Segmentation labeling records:

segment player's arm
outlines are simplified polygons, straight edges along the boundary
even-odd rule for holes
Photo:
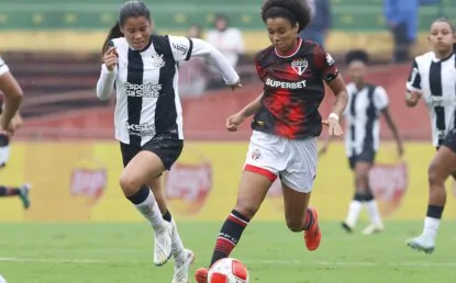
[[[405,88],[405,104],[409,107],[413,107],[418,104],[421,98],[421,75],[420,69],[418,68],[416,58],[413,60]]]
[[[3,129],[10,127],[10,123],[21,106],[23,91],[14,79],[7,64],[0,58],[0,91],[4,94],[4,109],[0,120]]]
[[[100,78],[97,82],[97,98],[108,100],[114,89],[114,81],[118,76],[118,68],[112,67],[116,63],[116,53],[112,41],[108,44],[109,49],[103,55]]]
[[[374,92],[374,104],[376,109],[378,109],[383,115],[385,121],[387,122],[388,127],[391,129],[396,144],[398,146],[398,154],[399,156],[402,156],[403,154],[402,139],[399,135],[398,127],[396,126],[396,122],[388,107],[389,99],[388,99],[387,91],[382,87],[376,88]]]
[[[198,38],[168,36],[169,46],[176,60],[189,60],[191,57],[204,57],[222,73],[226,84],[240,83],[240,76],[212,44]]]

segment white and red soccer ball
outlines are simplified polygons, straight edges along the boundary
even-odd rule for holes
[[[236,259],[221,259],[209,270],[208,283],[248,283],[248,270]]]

__REQUIREMENT__: Rewrite all of the records with "simplified polygons" changed to "approximate polygons" and everything else kept the same. Omit the pictures from your answer.

__EXERCISE RESPONSE__:
segment player's arm
outlines are approximate polygons, straight edges along the boundary
even-odd rule for holes
Photo:
[[[405,88],[405,104],[409,107],[413,107],[418,104],[421,98],[421,75],[420,69],[418,68],[416,58],[413,60]]]
[[[3,129],[10,127],[10,123],[21,106],[23,91],[14,79],[7,64],[0,58],[0,91],[4,94],[4,109],[0,120]]]
[[[100,78],[97,82],[97,98],[108,100],[114,89],[114,81],[118,76],[118,68],[112,67],[116,63],[116,53],[112,41],[108,44],[109,49],[103,55]]]
[[[374,92],[374,104],[376,109],[378,109],[383,115],[385,121],[387,122],[388,127],[391,129],[396,144],[398,146],[398,154],[399,156],[402,156],[403,154],[402,139],[399,135],[398,127],[396,126],[396,122],[388,107],[389,99],[388,99],[387,91],[382,87],[376,88]]]
[[[198,38],[168,36],[169,46],[176,60],[189,60],[191,57],[204,57],[222,73],[226,84],[240,83],[240,76],[212,44]]]

segment white and red soccer ball
outlines are approximate polygons, straight edges along the boundary
even-odd rule for holes
[[[236,259],[221,259],[209,270],[208,283],[248,283],[248,270]]]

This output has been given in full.